You can update the job according to your Minio and Seaweedfs configuration:

In the following example we have set the following:

  • Core:
    • Bucket = fossa.test
    • Minio
      • access_key_id = minio
      • secret_access_key = minio123
      • endpoint= http://fossa-core-minio:80
    • Seaweedfs:
      • access_key_id
      • secret_access_key
      • endpoint = http://core-seaweedfs-s3:8333
  • Hubble:
    • Bucket = hubble.fossa.test
    • Minio:
      • access_key_id = minio
      • secret_access_key = minio123
      • endpoint= http://fossa-hubble-minio:80
    • Seaweedfs:
      • access_key_id = seaweedfs
      • secret_access_key = seaweedfs123
      • endpoint = http://hubble-seaweedfs-s3:8333
apiVersion: v1
kind: ConfigMap
metadata:
  name: rclone-migration-config
data:
  rclone.conf: |
    [minio-core]
    type = s3
    provider = Minio
    access_key_id = minio
    secret_access_key = minio123
    endpoint = http://fossa-core-minio:80
    region = minio

    [minio-hubble]
    type = s3
    provider = Minio
    access_key_id = minio
    secret_access_key = minio123
    endpoint = http://fossa-hubble-minio:80
    region = minio

    [seaweedfs-core]
    type = s3
    provider = Other
    access_key_id = seaweedfs 
    secret_access_key = seaweedfs123  
    endpoint = http://core-seaweedfs-s3:8333
    region = us-east-1
    force_path_style = true

    [seaweedfs-hubble]
    type = s3
    provider = Other
    access_key_id = seaweedfs
    secret_access_key = seaweedfs123 
    endpoint = http://hubble-seaweedfs-s3:8333
    region = us-east-1
    force_path_style = true

  core-bucket: "fossa.test"
  hubble-bucket: "hubble.fossa.test"
  migrate.sh: |
    #!/bin/sh
    set -e

    echo "============================================"
    echo "  MinIO -> SeaweedFS Migration"
    echo "  Started: $(date -u +%Y-%m-%dT%H:%M:%SZ)"
    echo "============================================"

    # ---------- tuning knobs (adjust for production) ----------
    # TRANSFERS:  number of file transfers in parallel
    # CHECKERS:   number of parallel hash-checking threads
    # S3_CONCURRENCY: multipart upload concurrency per file
    # S3_CHUNK:   multipart chunk size (bigger = fewer API calls for large files)
    # BUFFER:     in-memory buffer per transfer
    TRANSFERS="${RCLONE_TRANSFERS:-16}"
    CHECKERS="${RCLONE_CHECKERS:-8}"
    S3_CONCURRENCY="${RCLONE_S3_UPLOAD_CONCURRENCY:-4}"
    S3_CHUNK="${RCLONE_S3_CHUNK_SIZE:-64M}"
    BUFFER="${RCLONE_BUFFER_SIZE:-32M}"

----

## Given instruction 1:
Print the migration text between "migrate.sh: |" and "for large files)", inclusive.
## Given instruction 2:
What default value does the script in the migration text give S3_CHUNK?
## Given instruction 3:
Pick up the migration text right after its last line and keep writing it.
The data after this comes from a separate source.

## Data:
----

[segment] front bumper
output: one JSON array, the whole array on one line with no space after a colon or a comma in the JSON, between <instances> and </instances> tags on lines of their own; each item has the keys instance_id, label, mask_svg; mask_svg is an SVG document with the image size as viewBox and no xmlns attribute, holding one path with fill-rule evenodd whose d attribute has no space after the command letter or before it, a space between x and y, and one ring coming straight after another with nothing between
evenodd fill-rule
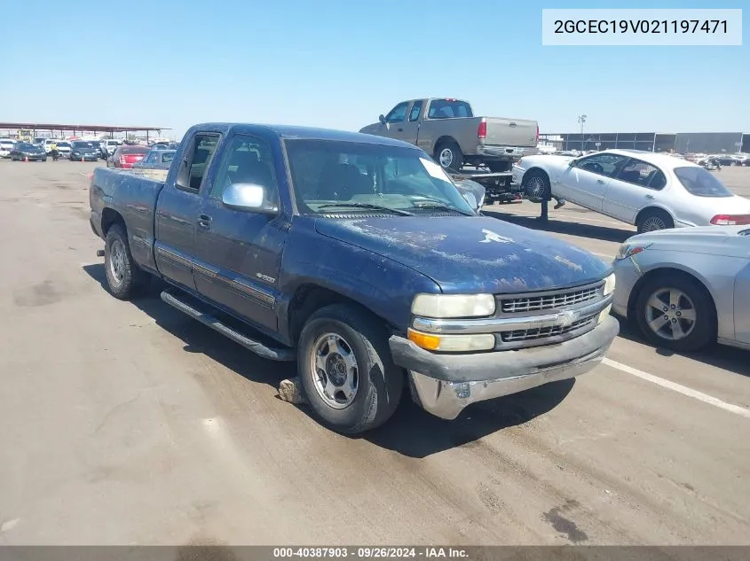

----

## Exercise output 1:
migrate.sh: |
    #!/bin/sh
    set -e

    echo "============================================"
    echo "  MinIO -> SeaweedFS Migration"
    echo "  Started: $(date -u +%Y-%m-%dT%H:%M:%SZ)"
    echo "============================================"

    # ---------- tuning knobs (adjust for production) ----------
    # TRANSFERS:  number of file transfers in parallel
    # CHECKERS:   number of parallel hash-checking threads
    # S3_CONCURRENCY: multipart upload concurrency per file
    # S3_CHUNK:   multipart chunk size (bigger = fewer API calls for large files)

## Exercise output 2:
64M

## Exercise output 3:
    COMMON_FLAGS="--transfers=$TRANSFERS \
      --checkers=$CHECKERS \
      --s3-upload-concurrency=$S3_CONCURRENCY \
      --s3-chunk-size=$S3_CHUNK \
      --buffer-size=$BUFFER \
      --stats=10s \
      --stats-one-line \
      --log-level=INFO \
      --checksum \
      --retries=3 \
      --retries-sleep=5s \
      --low-level-retries=10"

    # ---------- pre-flight checks ----------
    echo ""
    echo ">>> Pre-flight: listing source buckets"
    echo "--- minio-core ---"
    rclone lsd minio-core: 2>&1
    echo "--- minio-hubble ---"
    rclone lsd minio-hubble: 2>&1
    echo "--- seaweedfs-core ---"
    rclone lsd seaweedfs-core: 2>&1
    echo "--- seaweedfs-hubble ---"
    rclone lsd seaweedfs-hubble: 2>&1

    echo ""
    echo ">>> Source object counts"
    CORE_SRC=$(rclone size minio-core:$CORE_BUCKET --json 2>/dev/null)
    HUBBLE_SRC=$(rclone size minio-hubble:$HUBBLE_BUCKET --json 2>/dev/null)
    echo "  core:   $CORE_SRC"
    echo "  hubble: $HUBBLE_SRC"

    # ---------- migration: core ----------
    echo ""
    echo "============================================"
    echo "  [1/2] Migrating core: minio -> seaweedfs"
    echo "============================================"
    eval rclone sync minio-core:$CORE_BUCKET seaweedfs-core:$CORE_BUCKET $COMMON_FLAGS 2>&1
    CORE_RC=$?
    echo "  core migration exit code: $CORE_RC"

    # ---------- migration: hubble ----------
    echo ""
    echo "============================================"
    echo "  [2/2] Migrating hubble: minio -> seaweedfs"
    echo "============================================"
    eval rclone sync minio-hubble:$HUBBLE_BUCKET seaweedfs-hubble:$HUBBLE_BUCKET $COMMON_FLAGS 2>&1
    HUBBLE_RC=$?
    echo "  hubble migration exit code: $HUBBLE_RC"

    # ---------- post-migration validation ----------
    echo ""
    echo "============================================"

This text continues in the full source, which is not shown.